**Task description**. Set the data down again, exactly as it reads, but without the pictures.

**Input rows**.
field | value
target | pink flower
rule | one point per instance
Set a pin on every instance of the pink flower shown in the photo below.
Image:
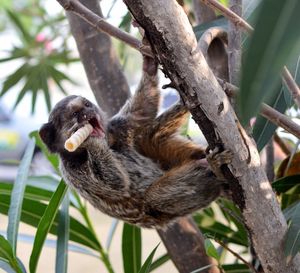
(40, 38)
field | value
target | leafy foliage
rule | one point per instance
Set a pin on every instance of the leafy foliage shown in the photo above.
(271, 43)
(39, 58)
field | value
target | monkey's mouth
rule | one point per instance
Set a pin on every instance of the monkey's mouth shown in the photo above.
(98, 130)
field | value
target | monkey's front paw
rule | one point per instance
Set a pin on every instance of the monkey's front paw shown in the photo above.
(216, 159)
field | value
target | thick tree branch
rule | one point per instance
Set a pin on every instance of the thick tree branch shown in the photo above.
(111, 90)
(101, 25)
(203, 13)
(240, 22)
(171, 36)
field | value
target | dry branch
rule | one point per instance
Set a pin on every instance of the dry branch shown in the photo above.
(100, 24)
(171, 36)
(240, 22)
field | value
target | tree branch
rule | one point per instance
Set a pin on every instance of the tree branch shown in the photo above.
(266, 111)
(101, 25)
(203, 13)
(240, 22)
(171, 36)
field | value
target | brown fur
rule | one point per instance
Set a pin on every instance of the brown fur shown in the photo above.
(143, 171)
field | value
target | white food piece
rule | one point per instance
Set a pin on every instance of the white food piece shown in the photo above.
(78, 137)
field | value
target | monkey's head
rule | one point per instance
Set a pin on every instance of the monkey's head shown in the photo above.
(68, 115)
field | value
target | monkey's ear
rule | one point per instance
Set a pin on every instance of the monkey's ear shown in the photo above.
(48, 135)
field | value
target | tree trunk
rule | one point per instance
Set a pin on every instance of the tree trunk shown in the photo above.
(111, 91)
(173, 41)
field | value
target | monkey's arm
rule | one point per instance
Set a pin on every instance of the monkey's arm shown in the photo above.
(162, 142)
(187, 188)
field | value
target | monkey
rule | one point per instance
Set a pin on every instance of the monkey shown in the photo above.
(135, 166)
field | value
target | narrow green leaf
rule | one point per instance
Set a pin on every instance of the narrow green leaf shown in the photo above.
(45, 225)
(19, 25)
(6, 266)
(63, 237)
(112, 230)
(236, 268)
(286, 183)
(210, 249)
(17, 196)
(292, 243)
(44, 86)
(160, 261)
(32, 212)
(7, 255)
(264, 129)
(275, 38)
(146, 268)
(131, 248)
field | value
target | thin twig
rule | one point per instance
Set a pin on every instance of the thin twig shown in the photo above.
(233, 17)
(266, 111)
(101, 25)
(287, 151)
(238, 256)
(292, 85)
(240, 22)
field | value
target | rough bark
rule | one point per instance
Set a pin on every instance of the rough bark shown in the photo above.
(203, 13)
(100, 62)
(111, 90)
(173, 41)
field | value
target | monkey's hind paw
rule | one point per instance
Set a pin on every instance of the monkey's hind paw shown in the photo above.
(216, 159)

**Answer to the problem**.
field | value
target | pink flower
rule | one point per instance
Set a pin on every instance of the pink flower shown in the photo below.
Image:
(40, 38)
field | value
target | leafy foliage
rule | one point per instance
Set a pin on every instance of the leafy foliage shown in the photo above.
(271, 43)
(39, 58)
field | value
target | monkey's mouth
rule | one point per instance
Set a pin on every instance of the monkey's mouth shown in the photo above.
(98, 130)
field | value
target | monkey's front paw
rule | one point per instance
Set a pin on every instance of the monkey's front paw shown in the photo above.
(216, 159)
field | value
target | thick tree branch
rule | one point per instance
Set a pin on every instance of the thick tree branch shown in the photo above.
(111, 90)
(101, 25)
(203, 13)
(240, 22)
(171, 36)
field | value
target | dry branch
rule | one point per instance
Set a pin on every instance of the dry branch shown in the photo above.
(100, 24)
(171, 36)
(240, 22)
field | value
target | tree branch
rule | one point per instance
Set a pin on every instance of the tree branch shown in the photo above.
(266, 111)
(101, 25)
(203, 13)
(240, 22)
(171, 36)
field | value
target | brown fur
rule | one point per instance
Set a pin on every instance of the brown fur shown in the photo above.
(143, 171)
field | value
target | white food piece
rule | one point per instance
Set a pin on every instance of the white food piece shown in the photo above.
(78, 137)
field | value
target | monkey's head
rule | one point per instance
Set a pin on every instance of the monkey's head shown in the photo above.
(68, 115)
field | value
target | monkey's ear
rule | one point per instance
Set a pin on every instance of the monkey's ear shown in the photo above.
(48, 135)
field | value
target | tree trunk
rule | one point per instance
Set a pin on every instance of the tree trunk shown in the photo above.
(111, 91)
(173, 41)
field | value
target | monkey's arm
rule | one point per instance
Set a pin on every instance of the monkey's arm shown in the photo above.
(162, 142)
(187, 188)
field | value
target | monkey
rule | one point per instance
Set a pin on every instance of the monkey shown in the photo above.
(135, 166)
field | value
target | narrow green leaf
rule | one point per instance
Set a pin on every instance of the narrow green leaf shown in the photo above.
(45, 225)
(19, 25)
(6, 266)
(63, 237)
(112, 230)
(236, 268)
(286, 183)
(210, 249)
(17, 196)
(292, 243)
(44, 86)
(160, 261)
(32, 212)
(7, 255)
(264, 129)
(275, 38)
(146, 268)
(131, 248)
field | value
target | thin twig
rule | one point per instance
Set a pin on every instance of the thin twig shown in the photo above.
(233, 17)
(266, 111)
(101, 25)
(287, 151)
(238, 256)
(292, 85)
(240, 22)
field | value
target | rough bark
rule | one point per instance
Set a pin on every instance of the rough bark shown in the photo above.
(203, 13)
(100, 62)
(111, 90)
(173, 41)
field | value
target | monkey's hind paw
rule | one point per instance
Set a pin on every instance of the monkey's hind paw shown in the photo above.
(216, 159)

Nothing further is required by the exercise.